Pyrmont Post Office, 1902

===History of Pyrmont===
Pyrmont was isolated from early Sydney and initial development in the area was generally related to waterfront industries, such as shipyards. The establishment of the Australasian Steam Navigation Company shipyard on Darling Island, plus several other industrial enterprises, including Charles Saunders' stone quarry, brought a residential population of workers, though anyone of means tended to travel to the area from somewhere more desirable. The opening of the Pyrmont Bridge across Darling Harbour in the 1850s facilitated development in both industry and population. Several large businesses became established in Pyrmont in the late nineteenth century, including Colonial Sugar Refinery (CSR) and the woolstores began to move here during the 1880s. A new bridge in 1901, the opening of the power stations (Ultimo Power Station in 1899 and Pyrmont Power Station in 1904) and the extension of wharfage around the waterfront from Darling Harbour cemented the industrial character of the peninsula and it remained this way until after the end of World War II. With only a few notable exceptions, residential development remained largely working class and in fact progressively reduced in size as the new industries demolished housing to accommodate larger premises. After World War II, though, most of the characterising industries either ceased operating or moved to other locations. Since the 1970s, redevelopment of the area has moved slowly, with numerous schemes and proposals. Many of the industrial buildings have been demolished or converted to other uses.

=== Australian postal history ===
The first official postal service in Australia was established in April 1809, when the Sydney merchant Isaac Nichols was appointed as the first Postmaster in the colony of NSW. Prior to this, mail had been distributed directly by the captain of the ship on which the mail arrived, however this system was neither reliable nor secure.

In 1825 the colonial administration was empowered to establish a Postmaster General's Department, which had previously been administered from Britain.

In 1828 the first post offices outside of Sydney were established, with offices in Bathurst, Campbelltown, Parramatta, Liverpool, Newcastle, Penrith and Windsor. By 1839 there were forty post offices in the colony, with more opened as settlement spread. During the 1860s, the advance of postal services was further increased as the railway network began to be established throughout NSW. In 1863, the Postmaster General WH Christie noted that accommodation facilities for Postmasters in some post offices was quite limited, and stated that it was a matter of importance that "post masters should reside and sleep under the same roof as the office".

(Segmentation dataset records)
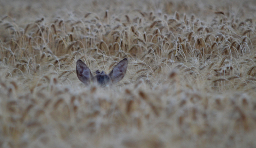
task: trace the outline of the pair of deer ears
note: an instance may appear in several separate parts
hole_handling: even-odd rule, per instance
[[[124,77],[127,68],[128,60],[124,59],[116,65],[108,75],[110,78],[112,83],[116,83]],[[78,79],[86,84],[89,84],[91,80],[93,78],[88,67],[80,60],[76,62],[76,74]]]

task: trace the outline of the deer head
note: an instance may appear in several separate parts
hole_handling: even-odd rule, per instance
[[[128,60],[124,59],[116,65],[108,75],[104,71],[100,72],[99,70],[95,71],[96,75],[94,76],[88,67],[80,60],[76,62],[76,75],[79,80],[84,84],[88,85],[91,82],[97,82],[101,86],[116,83],[124,76],[127,68]]]

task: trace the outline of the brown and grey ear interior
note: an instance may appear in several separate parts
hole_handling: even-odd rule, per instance
[[[83,83],[88,84],[93,76],[88,66],[80,60],[76,62],[76,75]]]
[[[122,80],[124,77],[127,68],[128,61],[126,58],[124,59],[116,65],[108,75],[112,83],[115,83]]]

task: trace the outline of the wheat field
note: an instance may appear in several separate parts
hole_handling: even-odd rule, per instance
[[[3,1],[0,147],[256,147],[253,0]]]

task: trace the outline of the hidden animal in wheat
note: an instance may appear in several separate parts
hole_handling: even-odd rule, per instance
[[[76,74],[78,79],[86,85],[91,82],[97,82],[101,86],[106,86],[116,83],[122,80],[126,72],[128,60],[124,59],[116,65],[108,74],[104,71],[97,70],[93,76],[88,66],[81,60],[76,62]]]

> **Tasks to perform**:
- 1) In the excerpt on Pyrmont and Australian postal history, who was appointed as the first Postmaster in the colony of NSW?
- 2) Extend the excerpt on Pyrmont and Australian postal history, picking up right after its final sentence.

> **Responses for each task**:
- 1) Isaac Nichols, a Sydney merchant.

- 2)
The first telegraph line was opened in Victoria in March 1854 and in NSW in 1858. The NSW colonial government constructed two lines from the GPO, one to the South Head Signal Station, the other to Liverpool. Development was slow in NSW compared to the other states, with the Government concentrating on the development of country offices before suburban ones. As the line spread, however, telegraph offices were built to accommodate the operators. Unlike the Post Office, the telegraph office needed specialised equipment and could not be easily accommodated in a local store or private residence. Post and telegraph offices operated separately until 1870 when the departments were amalgamated, after which time new offices were built to include both postal and telegraph services. In 1881 the first telephone exchange was opened in Sydney, three years after the first tests in Adelaide. As with the telegraph, the telephone system soon began to extend into country areas, with telephone exchanges appearing in country NSW from the late 1880s onwards. Again the Post Office was responsible for the public telephone exchange, further emphasising its place in the community as a provider of communications services.

The appointment of James Barnet as Acting Colonial Architect in 1862 coincided with a considerable increase in funding to the public works program. Between 1865 and 1890 the Colonial Architects Office was responsible for the building and maintenance of 169 Post Offices and telegraph offices in NSW. The post offices constructed during this period featured in a variety of architectural styles, as Barnet argued that the local parliamentary representatives always preferred "different patterns".

The construction of new post offices continued throughout the Depression years under the leadership of Walter Liberty Vernon, who held office from 1890 to 1911. While twenty-seven post offices were built between 1892 and 1895, funding to the Government Architect's Office was cut from 1893 to 1895, causing Vernon to postpone a number of projects.

Following Federation in 1901, the Commonwealth Government took over responsibility for post, telegraph and telephone offices, with the Department of Home Affairs Works Division being made responsible for post office construction. In 1916 construction was transferred to the Department of Works and Railways, with the Department of the Interior responsible during World War II.

On 22 December 1975 the Postmaster General's Department was abolished and replaced by the Post and Telecommunications Department. This was the creation of Telecom and Australia Post. In 1989, the Australian Postal Corporation Act established Australia Post as a self-funding entity, heralding a new direction in property management, including a move away from the larger more traditional buildings towards smaller shop front style post offices.

For much of its history, the post office has been responsible for a wide variety of community services including mail distribution, an agency for the Commonwealth Savings Bank, electoral enrolments, and the provision of telegraph and telephone services. The town post office has served as a focal point for the community, most often built in a prominent position in the centre of town close to other public buildings, creating a nucleus of civic buildings and community pride.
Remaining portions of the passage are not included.